SELECTED EXTRACT:
━━━━━━━━━━━━━━━━━━━━━━━━━━━━━━

Some Sage advice - funding is the only way to get more Black women in tech
- Summary:
- The BOSS Network founder Cameka Smith explains why networking and mentorship aren’t enough.
I'm out of the inspiration game. I'm really in the money game now.
So says Dr Cameka Smith about her shift in focus for The BOSS Network, the organization she founded in 2009.
Smith’s original intention was to establish a community of professional and entrepreneurial black women, offering events, workshops and coaching to help this underrepresented group succeed in the business world. Smith identified a gap in the market for such an organization after leaving her previous career in education. After a decade working for Chicago Public Schools, Smith was one of the thousands of teachers and staff who lost their job when the recession hit in the late 2000s.
Having decided to go into business for herself full-time, Smith spent a lot of time talking to different entrepreneurs from minority communities:
Through all those conversations I was having with different people, it struck a chord with me: I'm an event planner, these are really great conversations. Maybe I should just create a series of events for women of color to talk about career life for us in business, starting a business, different challenges, how do we become successful.
Smith decided to launch an online forum and event series called BOSS - Bringing Out Successful Sisters, which now reaches over 200,000 women globally.

━━━━━━━━━━━━━━━━━━━━━━━━━━━━━━

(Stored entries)
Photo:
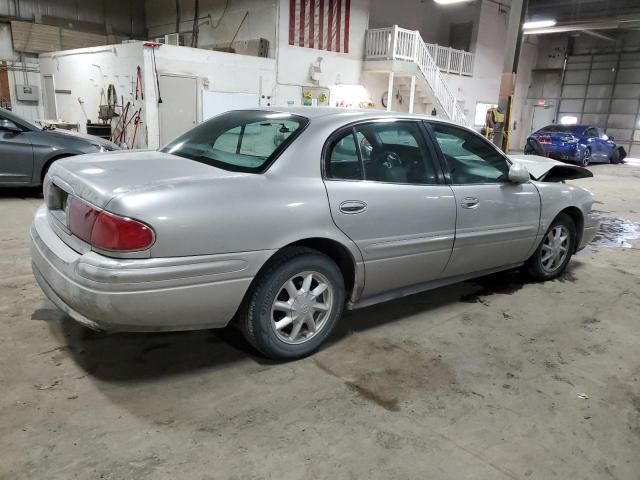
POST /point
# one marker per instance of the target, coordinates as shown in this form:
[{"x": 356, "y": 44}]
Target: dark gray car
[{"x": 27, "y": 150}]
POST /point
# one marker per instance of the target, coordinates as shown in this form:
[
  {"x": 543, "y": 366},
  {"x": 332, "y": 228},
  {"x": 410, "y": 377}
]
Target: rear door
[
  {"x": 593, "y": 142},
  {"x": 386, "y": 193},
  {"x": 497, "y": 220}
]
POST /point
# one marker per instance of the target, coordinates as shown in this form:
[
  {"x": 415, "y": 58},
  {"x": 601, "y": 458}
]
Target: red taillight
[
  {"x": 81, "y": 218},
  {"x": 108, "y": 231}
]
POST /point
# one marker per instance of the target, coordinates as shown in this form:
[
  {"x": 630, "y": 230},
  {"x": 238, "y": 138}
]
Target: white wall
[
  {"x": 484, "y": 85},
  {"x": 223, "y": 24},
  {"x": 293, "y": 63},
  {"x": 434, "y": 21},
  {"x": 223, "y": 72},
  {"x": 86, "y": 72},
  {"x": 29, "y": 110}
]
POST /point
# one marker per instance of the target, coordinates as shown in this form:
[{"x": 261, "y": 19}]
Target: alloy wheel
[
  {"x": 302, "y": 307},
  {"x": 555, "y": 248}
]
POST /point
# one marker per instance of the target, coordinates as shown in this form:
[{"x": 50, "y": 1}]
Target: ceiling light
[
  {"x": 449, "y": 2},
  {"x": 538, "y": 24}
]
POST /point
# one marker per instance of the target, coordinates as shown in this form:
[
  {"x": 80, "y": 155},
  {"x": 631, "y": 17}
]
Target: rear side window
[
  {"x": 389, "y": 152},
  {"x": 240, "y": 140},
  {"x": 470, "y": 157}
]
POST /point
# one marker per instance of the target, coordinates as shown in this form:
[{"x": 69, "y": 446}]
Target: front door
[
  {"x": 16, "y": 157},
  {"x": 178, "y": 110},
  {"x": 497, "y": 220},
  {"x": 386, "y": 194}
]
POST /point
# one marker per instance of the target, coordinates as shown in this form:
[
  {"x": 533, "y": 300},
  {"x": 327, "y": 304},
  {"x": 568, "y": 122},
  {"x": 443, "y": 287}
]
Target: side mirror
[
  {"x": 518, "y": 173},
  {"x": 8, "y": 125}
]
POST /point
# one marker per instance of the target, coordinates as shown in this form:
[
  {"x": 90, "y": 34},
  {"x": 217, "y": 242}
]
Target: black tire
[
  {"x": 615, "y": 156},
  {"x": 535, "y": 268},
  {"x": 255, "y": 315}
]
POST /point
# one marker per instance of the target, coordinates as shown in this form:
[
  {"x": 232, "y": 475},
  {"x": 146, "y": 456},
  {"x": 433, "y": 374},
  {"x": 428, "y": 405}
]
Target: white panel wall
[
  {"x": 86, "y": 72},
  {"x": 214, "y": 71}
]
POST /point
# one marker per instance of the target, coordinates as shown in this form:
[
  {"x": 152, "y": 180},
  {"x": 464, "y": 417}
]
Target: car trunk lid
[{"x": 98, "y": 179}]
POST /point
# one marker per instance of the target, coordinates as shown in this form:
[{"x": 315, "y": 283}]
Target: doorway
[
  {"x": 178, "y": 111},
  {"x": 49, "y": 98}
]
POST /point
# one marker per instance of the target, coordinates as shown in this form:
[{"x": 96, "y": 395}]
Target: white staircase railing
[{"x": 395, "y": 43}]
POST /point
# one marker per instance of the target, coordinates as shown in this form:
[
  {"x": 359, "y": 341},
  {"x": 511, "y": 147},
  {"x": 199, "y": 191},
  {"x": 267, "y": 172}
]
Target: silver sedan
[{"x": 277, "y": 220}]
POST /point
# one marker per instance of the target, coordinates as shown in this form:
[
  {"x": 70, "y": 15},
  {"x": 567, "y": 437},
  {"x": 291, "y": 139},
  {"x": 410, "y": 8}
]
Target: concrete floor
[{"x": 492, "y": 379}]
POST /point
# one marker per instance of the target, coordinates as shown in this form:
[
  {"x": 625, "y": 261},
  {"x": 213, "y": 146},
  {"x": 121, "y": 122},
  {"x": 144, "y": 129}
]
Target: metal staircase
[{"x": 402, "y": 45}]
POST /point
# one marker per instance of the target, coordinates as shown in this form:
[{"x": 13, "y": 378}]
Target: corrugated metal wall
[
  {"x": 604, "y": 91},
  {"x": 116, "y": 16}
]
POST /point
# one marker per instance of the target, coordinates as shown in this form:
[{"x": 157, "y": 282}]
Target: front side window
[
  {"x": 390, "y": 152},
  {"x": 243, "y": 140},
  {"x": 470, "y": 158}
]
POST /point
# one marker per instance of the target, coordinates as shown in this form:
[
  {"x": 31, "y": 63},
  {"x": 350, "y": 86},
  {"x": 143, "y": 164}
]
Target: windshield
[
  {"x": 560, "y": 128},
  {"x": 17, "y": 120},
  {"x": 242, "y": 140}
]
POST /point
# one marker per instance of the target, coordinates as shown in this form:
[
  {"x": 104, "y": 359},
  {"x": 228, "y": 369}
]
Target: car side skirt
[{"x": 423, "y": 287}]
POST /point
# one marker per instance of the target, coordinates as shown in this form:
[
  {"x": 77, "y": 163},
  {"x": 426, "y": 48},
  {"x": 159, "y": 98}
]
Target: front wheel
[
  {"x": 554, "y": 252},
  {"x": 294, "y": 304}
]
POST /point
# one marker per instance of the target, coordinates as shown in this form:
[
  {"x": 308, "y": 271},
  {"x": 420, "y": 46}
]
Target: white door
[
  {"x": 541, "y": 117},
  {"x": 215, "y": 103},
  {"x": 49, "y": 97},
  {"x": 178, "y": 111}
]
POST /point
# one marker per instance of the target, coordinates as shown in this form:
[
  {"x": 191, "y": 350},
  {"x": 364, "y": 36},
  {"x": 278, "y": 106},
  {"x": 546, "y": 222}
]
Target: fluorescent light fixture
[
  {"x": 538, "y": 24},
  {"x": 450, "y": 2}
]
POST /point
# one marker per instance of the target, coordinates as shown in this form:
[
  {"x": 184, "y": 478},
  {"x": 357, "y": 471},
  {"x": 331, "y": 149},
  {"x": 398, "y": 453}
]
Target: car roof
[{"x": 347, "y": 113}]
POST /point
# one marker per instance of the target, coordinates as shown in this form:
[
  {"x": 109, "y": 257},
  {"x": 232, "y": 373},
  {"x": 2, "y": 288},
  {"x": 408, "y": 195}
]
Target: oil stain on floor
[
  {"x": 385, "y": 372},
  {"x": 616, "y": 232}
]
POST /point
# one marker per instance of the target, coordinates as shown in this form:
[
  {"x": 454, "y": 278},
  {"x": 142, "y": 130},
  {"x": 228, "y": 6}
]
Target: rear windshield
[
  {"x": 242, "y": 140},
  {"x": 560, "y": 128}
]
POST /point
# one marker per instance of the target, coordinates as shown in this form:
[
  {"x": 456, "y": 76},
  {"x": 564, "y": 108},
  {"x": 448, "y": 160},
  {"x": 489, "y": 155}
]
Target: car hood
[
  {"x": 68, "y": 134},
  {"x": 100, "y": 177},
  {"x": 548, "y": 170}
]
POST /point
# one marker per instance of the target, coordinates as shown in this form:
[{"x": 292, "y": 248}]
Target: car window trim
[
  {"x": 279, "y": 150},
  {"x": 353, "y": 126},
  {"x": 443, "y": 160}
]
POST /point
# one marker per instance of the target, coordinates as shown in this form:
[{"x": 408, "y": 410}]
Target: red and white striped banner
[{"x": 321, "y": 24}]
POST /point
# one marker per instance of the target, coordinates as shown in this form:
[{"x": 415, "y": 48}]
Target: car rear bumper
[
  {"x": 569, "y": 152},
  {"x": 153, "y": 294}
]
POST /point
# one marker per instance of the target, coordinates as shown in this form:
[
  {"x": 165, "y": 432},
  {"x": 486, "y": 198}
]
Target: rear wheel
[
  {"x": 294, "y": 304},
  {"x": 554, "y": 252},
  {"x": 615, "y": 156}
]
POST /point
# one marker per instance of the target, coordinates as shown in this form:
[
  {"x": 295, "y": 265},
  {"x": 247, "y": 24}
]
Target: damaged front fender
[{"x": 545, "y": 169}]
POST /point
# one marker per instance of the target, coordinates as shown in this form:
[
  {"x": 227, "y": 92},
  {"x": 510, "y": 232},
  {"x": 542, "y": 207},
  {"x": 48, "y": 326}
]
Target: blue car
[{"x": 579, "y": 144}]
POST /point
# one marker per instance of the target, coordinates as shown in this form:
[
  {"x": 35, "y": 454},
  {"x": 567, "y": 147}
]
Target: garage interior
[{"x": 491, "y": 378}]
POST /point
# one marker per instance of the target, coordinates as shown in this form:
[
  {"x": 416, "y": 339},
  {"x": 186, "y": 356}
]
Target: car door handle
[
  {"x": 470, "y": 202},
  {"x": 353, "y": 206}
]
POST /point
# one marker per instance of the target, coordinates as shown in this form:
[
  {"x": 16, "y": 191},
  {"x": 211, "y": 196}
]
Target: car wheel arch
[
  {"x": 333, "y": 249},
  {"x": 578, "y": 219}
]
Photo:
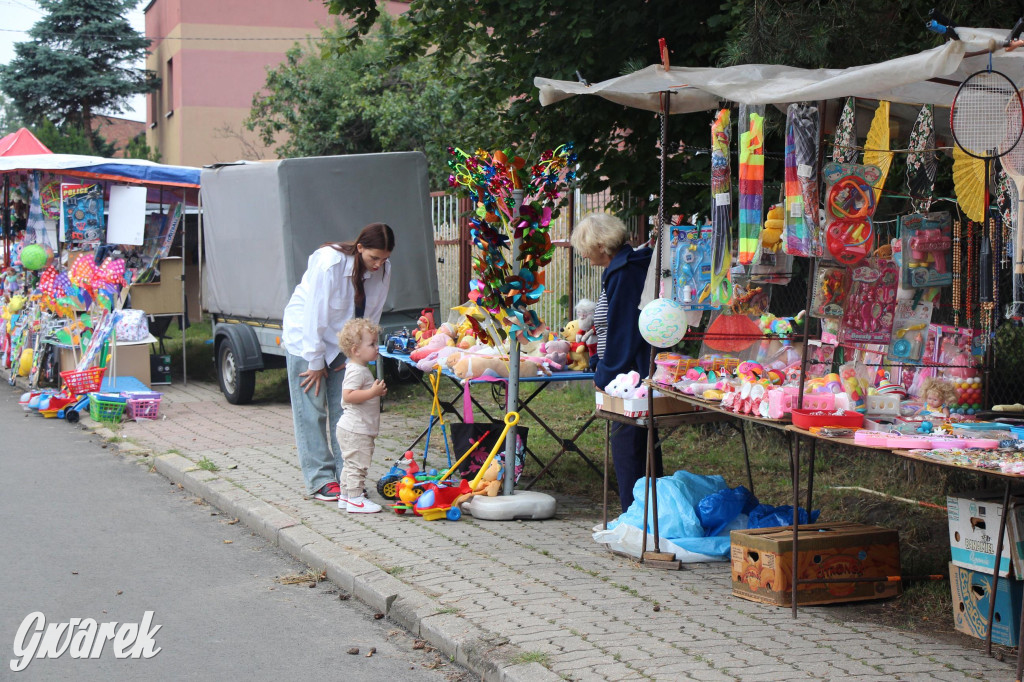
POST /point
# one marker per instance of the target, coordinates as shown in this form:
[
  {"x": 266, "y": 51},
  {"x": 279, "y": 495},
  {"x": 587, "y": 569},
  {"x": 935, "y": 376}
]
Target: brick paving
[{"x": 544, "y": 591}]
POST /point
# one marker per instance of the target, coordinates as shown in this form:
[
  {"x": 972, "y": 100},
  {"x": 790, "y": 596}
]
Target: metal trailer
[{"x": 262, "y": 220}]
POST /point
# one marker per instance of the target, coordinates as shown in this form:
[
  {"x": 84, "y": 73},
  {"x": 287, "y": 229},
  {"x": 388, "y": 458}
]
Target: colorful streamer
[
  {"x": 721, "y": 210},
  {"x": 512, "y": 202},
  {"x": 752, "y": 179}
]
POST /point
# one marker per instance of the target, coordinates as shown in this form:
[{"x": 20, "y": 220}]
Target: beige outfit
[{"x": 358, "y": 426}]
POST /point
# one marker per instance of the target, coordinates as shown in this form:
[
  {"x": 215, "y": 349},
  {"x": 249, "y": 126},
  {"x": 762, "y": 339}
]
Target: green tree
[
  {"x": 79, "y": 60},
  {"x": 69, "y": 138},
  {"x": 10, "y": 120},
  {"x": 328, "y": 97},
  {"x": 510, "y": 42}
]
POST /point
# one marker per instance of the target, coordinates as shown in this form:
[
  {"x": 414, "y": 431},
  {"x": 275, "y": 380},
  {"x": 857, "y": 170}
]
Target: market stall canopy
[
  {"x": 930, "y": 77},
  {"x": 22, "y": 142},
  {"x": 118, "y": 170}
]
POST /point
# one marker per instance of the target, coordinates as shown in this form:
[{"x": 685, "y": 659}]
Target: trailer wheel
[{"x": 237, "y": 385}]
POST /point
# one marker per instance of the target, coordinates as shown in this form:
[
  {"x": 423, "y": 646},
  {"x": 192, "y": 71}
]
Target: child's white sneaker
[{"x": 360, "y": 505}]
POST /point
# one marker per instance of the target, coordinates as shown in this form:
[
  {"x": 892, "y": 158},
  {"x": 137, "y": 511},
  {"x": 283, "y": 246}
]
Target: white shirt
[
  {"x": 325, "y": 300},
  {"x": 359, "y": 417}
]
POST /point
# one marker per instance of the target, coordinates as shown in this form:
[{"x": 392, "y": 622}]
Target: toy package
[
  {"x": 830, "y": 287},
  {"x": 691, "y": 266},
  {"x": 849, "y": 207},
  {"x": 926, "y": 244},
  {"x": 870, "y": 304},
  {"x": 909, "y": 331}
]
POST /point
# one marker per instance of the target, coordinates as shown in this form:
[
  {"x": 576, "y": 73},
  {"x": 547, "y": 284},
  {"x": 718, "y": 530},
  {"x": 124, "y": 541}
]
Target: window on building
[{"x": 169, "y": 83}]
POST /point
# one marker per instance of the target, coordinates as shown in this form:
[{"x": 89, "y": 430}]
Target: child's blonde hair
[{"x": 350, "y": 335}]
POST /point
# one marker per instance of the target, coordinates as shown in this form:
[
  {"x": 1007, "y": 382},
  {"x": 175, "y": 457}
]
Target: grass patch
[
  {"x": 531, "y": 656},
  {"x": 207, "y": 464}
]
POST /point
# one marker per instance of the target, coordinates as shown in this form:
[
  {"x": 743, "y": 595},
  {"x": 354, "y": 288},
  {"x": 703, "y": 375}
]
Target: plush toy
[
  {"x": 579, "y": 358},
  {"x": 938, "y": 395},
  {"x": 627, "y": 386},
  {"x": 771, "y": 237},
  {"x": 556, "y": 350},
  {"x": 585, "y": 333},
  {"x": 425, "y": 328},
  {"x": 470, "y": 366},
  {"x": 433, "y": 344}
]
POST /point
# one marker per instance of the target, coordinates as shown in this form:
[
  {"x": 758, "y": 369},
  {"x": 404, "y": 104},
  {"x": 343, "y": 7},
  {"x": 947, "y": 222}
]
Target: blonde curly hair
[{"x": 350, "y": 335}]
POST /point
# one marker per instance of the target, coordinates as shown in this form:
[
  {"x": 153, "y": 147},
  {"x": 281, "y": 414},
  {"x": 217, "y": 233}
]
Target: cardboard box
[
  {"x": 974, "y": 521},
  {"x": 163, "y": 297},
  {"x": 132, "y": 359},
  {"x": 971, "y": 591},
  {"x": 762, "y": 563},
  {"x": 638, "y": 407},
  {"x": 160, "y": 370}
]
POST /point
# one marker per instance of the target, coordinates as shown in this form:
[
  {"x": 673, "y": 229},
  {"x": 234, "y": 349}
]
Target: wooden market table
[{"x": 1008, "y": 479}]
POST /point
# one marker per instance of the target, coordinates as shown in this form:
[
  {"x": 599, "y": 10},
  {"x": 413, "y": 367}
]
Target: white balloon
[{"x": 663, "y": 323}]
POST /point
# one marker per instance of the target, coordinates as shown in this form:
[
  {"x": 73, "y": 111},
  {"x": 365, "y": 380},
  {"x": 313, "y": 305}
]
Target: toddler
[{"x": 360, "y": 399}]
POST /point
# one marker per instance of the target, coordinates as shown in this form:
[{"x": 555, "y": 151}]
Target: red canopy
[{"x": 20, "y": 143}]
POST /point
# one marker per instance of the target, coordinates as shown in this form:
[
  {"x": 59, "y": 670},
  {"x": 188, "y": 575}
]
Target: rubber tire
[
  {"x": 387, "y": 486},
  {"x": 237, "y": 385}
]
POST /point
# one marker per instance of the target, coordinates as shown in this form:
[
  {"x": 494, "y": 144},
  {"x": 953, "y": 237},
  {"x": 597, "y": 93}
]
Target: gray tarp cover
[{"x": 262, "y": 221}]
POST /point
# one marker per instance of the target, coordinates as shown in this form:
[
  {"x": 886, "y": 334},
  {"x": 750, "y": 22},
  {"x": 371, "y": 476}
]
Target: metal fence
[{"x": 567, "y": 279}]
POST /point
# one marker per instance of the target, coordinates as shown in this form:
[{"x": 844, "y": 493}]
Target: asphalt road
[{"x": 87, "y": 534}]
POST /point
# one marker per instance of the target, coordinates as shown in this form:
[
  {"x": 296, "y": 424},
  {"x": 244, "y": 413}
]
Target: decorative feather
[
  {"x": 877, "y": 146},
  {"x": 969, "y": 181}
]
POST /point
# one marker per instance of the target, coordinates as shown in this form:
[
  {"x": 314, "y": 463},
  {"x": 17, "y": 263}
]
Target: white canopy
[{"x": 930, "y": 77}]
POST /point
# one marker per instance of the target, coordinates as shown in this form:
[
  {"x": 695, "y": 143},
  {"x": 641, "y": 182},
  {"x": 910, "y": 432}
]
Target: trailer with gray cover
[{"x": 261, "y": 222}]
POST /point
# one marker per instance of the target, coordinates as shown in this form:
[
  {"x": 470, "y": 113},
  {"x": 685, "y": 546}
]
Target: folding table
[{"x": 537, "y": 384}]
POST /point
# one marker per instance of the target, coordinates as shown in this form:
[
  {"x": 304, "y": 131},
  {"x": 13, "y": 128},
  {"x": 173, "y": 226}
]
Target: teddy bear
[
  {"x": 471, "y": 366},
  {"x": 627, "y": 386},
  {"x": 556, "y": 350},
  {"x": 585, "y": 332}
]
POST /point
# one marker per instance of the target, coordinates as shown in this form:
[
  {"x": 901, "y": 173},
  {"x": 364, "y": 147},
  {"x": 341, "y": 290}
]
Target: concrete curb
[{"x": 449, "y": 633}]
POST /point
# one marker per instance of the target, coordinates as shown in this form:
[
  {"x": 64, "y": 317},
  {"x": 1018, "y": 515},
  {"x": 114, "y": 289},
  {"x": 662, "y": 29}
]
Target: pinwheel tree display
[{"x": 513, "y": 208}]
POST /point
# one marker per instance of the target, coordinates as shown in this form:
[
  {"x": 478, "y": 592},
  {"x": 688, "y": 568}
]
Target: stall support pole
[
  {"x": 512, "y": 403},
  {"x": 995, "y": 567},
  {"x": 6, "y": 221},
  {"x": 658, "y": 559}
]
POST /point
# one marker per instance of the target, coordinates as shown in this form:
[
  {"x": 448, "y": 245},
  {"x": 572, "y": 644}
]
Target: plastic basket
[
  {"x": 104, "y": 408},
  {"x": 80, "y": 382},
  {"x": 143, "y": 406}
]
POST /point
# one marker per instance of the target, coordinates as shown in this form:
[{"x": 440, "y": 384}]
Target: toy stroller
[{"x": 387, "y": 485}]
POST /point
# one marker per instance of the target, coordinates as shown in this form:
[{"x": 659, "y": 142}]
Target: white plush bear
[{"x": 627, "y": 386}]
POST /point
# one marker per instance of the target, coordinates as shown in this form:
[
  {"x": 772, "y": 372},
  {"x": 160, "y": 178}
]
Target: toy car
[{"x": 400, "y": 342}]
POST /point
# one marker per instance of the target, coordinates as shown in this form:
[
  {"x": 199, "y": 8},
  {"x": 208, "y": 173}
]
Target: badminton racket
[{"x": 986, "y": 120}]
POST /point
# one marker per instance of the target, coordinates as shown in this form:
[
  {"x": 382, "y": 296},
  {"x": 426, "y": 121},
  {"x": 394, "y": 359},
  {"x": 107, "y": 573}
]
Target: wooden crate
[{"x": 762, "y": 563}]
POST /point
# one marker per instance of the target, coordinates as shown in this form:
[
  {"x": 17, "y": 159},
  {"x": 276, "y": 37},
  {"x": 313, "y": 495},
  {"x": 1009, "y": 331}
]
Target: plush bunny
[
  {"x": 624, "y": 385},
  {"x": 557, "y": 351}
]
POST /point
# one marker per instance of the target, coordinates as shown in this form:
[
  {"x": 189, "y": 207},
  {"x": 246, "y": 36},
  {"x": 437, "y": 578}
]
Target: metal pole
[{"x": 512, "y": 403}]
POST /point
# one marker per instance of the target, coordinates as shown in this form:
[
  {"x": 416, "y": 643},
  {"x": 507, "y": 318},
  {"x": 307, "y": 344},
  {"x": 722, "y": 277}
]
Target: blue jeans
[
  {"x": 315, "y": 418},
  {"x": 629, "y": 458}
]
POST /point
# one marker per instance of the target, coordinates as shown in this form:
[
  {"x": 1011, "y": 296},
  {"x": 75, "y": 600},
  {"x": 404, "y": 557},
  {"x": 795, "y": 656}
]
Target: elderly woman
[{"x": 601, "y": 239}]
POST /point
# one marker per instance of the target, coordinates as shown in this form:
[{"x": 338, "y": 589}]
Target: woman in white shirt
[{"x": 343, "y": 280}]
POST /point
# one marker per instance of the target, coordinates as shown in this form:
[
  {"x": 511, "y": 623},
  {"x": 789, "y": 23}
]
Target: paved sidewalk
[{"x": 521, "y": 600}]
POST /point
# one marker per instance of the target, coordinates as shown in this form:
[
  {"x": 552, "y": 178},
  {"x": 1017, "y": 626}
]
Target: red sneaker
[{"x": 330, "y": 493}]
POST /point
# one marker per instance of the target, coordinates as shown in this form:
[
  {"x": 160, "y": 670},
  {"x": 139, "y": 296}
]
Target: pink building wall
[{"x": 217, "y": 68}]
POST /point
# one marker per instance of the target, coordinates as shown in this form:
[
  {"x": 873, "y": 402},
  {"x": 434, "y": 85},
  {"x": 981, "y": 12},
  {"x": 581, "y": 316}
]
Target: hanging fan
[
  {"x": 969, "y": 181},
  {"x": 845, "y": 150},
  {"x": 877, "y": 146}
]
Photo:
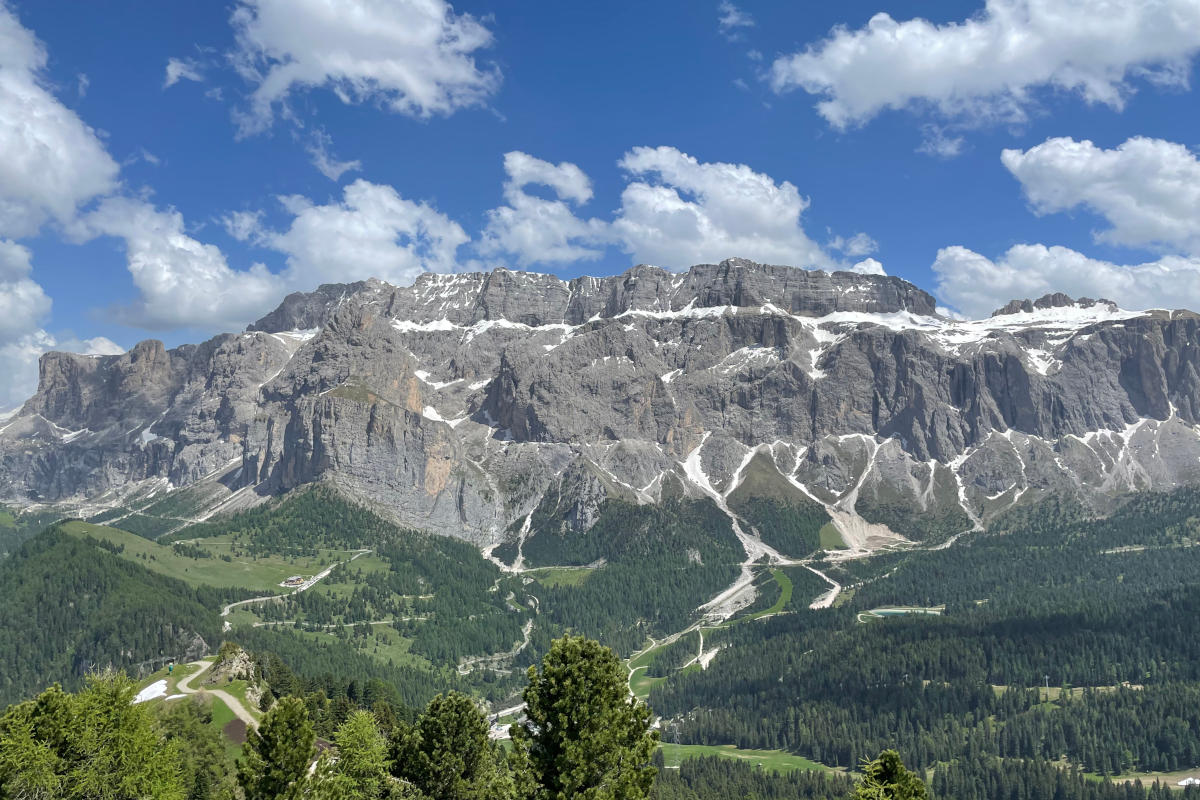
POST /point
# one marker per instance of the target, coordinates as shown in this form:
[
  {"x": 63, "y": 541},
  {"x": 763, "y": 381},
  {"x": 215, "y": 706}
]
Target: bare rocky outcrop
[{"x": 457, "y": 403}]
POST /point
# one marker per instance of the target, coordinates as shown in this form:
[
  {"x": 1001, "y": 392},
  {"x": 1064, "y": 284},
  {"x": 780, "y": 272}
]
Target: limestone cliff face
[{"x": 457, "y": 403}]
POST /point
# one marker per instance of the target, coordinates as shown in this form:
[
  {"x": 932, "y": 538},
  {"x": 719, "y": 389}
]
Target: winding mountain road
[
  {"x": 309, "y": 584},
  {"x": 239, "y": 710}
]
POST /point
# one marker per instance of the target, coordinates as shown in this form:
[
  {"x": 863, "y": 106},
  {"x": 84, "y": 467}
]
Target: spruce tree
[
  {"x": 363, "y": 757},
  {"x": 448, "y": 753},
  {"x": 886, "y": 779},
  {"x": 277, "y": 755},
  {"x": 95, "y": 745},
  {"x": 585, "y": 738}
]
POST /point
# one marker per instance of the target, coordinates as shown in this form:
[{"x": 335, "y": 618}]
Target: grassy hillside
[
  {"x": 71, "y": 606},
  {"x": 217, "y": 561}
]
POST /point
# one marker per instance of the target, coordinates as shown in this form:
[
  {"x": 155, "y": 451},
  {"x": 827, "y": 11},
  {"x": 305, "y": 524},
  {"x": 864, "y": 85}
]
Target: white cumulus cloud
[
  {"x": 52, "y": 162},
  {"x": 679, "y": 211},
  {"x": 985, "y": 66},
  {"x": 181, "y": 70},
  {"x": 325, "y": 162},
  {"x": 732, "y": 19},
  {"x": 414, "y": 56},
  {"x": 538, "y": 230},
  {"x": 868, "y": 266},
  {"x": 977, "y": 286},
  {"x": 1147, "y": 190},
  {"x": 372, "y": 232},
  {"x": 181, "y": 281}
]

━━━━━━━━━━━━━━━━━━━━━━━━━━━━━━

TASK A: Copy the part of the article on Cameka Smith and The BOSS Network between "Some Sage advice" and "founded in 2009.", inclusive.
TASK B: According to the article on Cameka Smith, what does the name BOSS stand for?
TASK C: Continue the article on Cameka Smith and The BOSS Network from the point where it stops.
These items were taken from a separate source and have no connection to the article.

ANSWER AREA A:
Some Sage advice - funding is the only way to get more Black women in tech
- Summary:
- The BOSS Network founder Cameka Smith explains why networking and mentorship aren’t enough.
I'm out of the inspiration game. I'm really in the money game now.
So says Dr Cameka Smith about her shift in focus for The BOSS Network, the organization she founded in 2009.

ANSWER AREA B: Bringing Out Successful Sisters

ANSWER AREA C:
However, the last four years have seen Smith shift expand her focus from conversations and coaching to funding as she came to the realization that there is little point inspiring a whole bunch of women to start businesses, if those businesses were then failing due to a lack of capital to keep going:
A lot of the women I was working with were saying, we're workshopped out, we're coached out, if we don't have the funding to actually implement these resources and these learnings, we're just holding onto all this information.
This view is borne out by the data. Black women received a pitiful 0.34% of VC funding in 2021, according to Crunchbase, and there are only around 40 women of color, who have raised $1m+ for their ventures. This is despite the fact that more Black women start businesses than anyone else across the US:
I just thought that was insane, I’ve got to find a way to create funding opportunities for these women.
Impact
This was the catalyst for Smith establishing the BOSS Impact Fund earlier this year. In the wake of the Covid pandemic and its detrimental impact on so many small businesses, alongside the renewed focus on racial injustice, Smith took the opportunity to seek more support for the community she has been nurturing and growing for the past 14 years:
I wanted to start a program where we can actually give these women a leg up and just give them some seed money for their businesses, but also give them some mentorship and training.
It was important for me as a Black woman to invest in other Black women, because people who don't look like us, they don't understand our plight.
Smith’s goal wasn’t to create an actual investment fund where her organization would act as part of these women-owned ventures; it was about giving them enough money to build a successful business, something she had benefited from when she started the BOSS Network. Smith was invited to apply for a pitch competition and won a $10,000 grant, enough to update her website, create a marketing platform and hire a publicist:
That $10,000 gave me this motivation - if somebody's invested in my business, I must have something great here. It gave me this extra push.
I realized as a community leader that people needed to see me on the front lines, talking about this brand and what we're doing for Black women.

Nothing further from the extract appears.